* PROBLEM TO WORK ON *
Up to the line containing "siding in the photo above.", nothing is kept; from that line through the end of the data below, output every line exactly.
[[ GIVEN ENTRIES, beginning ]]
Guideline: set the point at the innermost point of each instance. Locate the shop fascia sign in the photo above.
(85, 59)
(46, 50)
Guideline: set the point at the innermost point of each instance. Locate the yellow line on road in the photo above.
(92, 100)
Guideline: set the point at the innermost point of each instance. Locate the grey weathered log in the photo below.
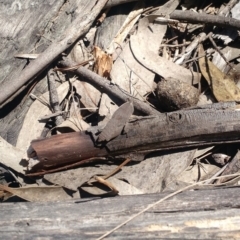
(202, 214)
(182, 129)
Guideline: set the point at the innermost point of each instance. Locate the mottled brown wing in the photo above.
(115, 125)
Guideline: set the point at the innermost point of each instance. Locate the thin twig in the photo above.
(159, 201)
(219, 51)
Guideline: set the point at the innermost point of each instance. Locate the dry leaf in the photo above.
(223, 87)
(147, 54)
(103, 62)
(39, 194)
(123, 188)
(35, 112)
(11, 156)
(72, 124)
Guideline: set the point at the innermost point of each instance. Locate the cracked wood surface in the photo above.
(202, 214)
(30, 27)
(182, 129)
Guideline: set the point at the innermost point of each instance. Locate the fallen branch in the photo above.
(193, 17)
(189, 128)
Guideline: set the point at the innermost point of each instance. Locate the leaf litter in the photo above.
(141, 55)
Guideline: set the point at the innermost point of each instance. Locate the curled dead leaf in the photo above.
(222, 86)
(103, 64)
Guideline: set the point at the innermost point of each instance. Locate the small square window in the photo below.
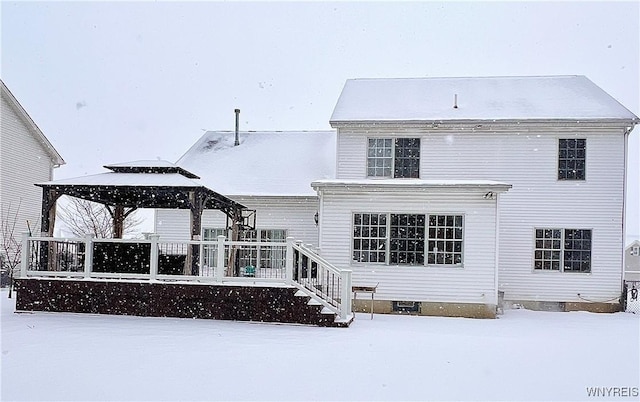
(572, 159)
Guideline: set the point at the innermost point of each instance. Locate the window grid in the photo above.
(398, 158)
(406, 244)
(572, 159)
(407, 158)
(563, 250)
(445, 240)
(548, 249)
(379, 157)
(370, 237)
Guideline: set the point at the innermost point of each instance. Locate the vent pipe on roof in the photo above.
(237, 111)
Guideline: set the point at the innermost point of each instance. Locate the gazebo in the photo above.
(143, 184)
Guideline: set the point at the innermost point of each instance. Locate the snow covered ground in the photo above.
(523, 355)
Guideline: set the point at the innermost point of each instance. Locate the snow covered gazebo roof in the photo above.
(477, 99)
(142, 184)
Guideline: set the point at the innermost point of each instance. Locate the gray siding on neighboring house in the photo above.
(295, 214)
(24, 160)
(526, 157)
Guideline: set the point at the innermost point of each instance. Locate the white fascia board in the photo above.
(403, 185)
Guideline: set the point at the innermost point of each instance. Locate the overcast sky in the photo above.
(116, 81)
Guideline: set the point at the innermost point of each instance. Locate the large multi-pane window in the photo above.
(369, 237)
(445, 239)
(572, 159)
(380, 157)
(397, 158)
(403, 239)
(270, 257)
(406, 239)
(563, 250)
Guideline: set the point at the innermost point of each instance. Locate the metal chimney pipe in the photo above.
(237, 111)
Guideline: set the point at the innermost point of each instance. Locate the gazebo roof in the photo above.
(143, 184)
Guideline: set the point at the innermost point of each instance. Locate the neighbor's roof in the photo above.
(273, 163)
(478, 99)
(150, 166)
(40, 137)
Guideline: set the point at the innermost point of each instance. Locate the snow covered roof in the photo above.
(477, 99)
(273, 163)
(138, 184)
(128, 179)
(150, 166)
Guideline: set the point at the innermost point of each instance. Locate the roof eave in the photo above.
(401, 185)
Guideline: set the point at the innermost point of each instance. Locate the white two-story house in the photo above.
(451, 193)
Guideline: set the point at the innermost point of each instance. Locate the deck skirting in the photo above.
(222, 302)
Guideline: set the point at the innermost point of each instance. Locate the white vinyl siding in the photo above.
(527, 159)
(24, 162)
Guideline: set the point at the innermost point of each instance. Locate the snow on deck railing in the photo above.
[[ GIVEN ENTRIES, end ]]
* REPLY TO THE TASK *
Guideline: set the point at the innermost point of each instance. Locate the white vinyl siding in the photo above.
(527, 159)
(24, 162)
Guideline: set the point at the innermost point of each instance. Locate the snow on deck railing in the photo above.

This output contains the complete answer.